BEGIN PROVIDED RECORDS

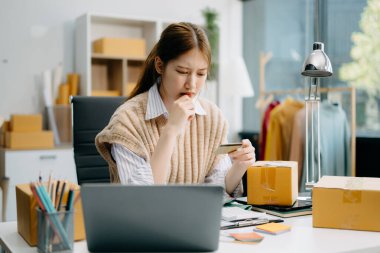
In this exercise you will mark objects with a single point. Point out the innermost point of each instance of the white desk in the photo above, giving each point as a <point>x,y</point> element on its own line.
<point>302,238</point>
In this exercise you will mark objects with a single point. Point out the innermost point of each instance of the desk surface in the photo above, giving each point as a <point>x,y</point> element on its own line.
<point>302,238</point>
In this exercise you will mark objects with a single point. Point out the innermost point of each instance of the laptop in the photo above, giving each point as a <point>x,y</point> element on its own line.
<point>156,218</point>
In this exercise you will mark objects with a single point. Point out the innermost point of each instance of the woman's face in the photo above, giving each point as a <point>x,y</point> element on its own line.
<point>184,75</point>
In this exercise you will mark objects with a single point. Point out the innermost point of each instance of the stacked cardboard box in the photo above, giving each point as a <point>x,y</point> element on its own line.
<point>25,132</point>
<point>3,130</point>
<point>347,203</point>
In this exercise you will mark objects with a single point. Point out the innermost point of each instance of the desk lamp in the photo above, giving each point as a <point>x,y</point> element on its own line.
<point>317,65</point>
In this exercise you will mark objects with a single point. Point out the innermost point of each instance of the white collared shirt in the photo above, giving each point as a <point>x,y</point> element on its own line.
<point>135,170</point>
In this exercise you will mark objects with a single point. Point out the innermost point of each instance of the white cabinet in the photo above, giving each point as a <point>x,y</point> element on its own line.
<point>25,166</point>
<point>119,72</point>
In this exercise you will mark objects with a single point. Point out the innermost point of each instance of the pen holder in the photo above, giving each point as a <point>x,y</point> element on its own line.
<point>55,231</point>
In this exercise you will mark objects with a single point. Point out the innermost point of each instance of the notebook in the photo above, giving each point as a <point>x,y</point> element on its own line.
<point>126,218</point>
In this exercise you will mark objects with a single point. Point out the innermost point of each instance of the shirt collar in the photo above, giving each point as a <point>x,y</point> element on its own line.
<point>156,106</point>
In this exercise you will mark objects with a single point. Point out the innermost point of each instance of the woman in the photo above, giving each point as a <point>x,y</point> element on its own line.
<point>165,133</point>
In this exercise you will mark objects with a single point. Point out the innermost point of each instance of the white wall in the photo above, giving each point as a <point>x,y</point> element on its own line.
<point>39,34</point>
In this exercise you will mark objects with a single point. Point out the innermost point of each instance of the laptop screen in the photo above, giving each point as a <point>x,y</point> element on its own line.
<point>152,218</point>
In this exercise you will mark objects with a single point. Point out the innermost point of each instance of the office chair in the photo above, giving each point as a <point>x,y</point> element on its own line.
<point>89,116</point>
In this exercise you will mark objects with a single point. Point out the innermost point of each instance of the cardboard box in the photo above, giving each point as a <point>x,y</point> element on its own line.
<point>3,129</point>
<point>62,114</point>
<point>99,76</point>
<point>27,214</point>
<point>347,203</point>
<point>26,123</point>
<point>29,140</point>
<point>272,183</point>
<point>123,47</point>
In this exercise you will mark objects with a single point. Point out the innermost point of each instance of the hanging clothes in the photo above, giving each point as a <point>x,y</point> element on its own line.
<point>264,128</point>
<point>280,130</point>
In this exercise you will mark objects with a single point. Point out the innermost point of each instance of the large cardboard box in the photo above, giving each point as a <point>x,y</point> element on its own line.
<point>347,203</point>
<point>272,183</point>
<point>27,214</point>
<point>123,47</point>
<point>26,122</point>
<point>29,140</point>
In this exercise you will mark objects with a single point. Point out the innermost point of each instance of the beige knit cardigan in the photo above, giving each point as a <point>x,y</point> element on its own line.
<point>194,152</point>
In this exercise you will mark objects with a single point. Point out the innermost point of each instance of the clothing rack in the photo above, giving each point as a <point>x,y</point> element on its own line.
<point>265,57</point>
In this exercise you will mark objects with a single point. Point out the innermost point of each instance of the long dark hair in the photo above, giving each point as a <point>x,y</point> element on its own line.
<point>175,40</point>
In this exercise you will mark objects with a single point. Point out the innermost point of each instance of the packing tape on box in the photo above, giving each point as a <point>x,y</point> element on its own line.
<point>268,178</point>
<point>268,183</point>
<point>352,192</point>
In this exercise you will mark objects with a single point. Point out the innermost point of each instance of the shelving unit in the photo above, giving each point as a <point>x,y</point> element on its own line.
<point>102,74</point>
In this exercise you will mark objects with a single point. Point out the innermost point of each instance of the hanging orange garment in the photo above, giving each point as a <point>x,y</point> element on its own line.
<point>264,128</point>
<point>280,130</point>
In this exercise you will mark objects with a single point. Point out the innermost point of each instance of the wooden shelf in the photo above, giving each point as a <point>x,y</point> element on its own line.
<point>113,57</point>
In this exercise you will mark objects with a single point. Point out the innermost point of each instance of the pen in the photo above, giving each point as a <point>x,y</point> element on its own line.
<point>248,223</point>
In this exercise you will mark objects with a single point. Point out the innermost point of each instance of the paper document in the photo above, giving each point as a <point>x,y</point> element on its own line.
<point>236,213</point>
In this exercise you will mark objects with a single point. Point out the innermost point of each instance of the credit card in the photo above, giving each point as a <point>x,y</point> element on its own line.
<point>227,148</point>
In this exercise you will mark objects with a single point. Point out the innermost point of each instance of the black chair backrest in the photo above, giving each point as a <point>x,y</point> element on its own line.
<point>90,116</point>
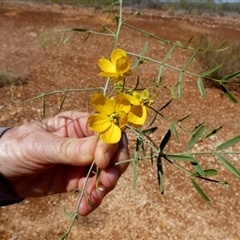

END PROVIDED RECORDS

# EXERCISE GOAL:
Rescale the part of the records above that opens with the line containing "of the shirt" and closes with the line containing "<point>152,218</point>", both lines included. Rewrite every line of that part, requests included, with each point coordinate in the answers multiplied by 2.3 and rounded to a whole number, halves rounded up.

# ANSWER FOR THE TASK:
In this exercise you will mark objects with a single point. Point out the innermost point of each instance of the shirt collar in the photo above, giving each point as a <point>x,y</point> element on its own line.
<point>359,244</point>
In this exercise you will mark objects with a single point. Point out the innermost point of each instance of the woman in the photo above, giving each point as a <point>x,y</point> element on its own line.
<point>380,306</point>
In this exercise you will mark objects with a single point. Point out the innermost point of each instance of the white wall in the photo above, giving each point as a <point>x,y</point> element on its own line.
<point>90,78</point>
In this exercise you will mark objects with a single point. Point out the innermost point of each instance of the laptop screen in the photo above, giving each point as a <point>x,y</point> element on its own line.
<point>350,501</point>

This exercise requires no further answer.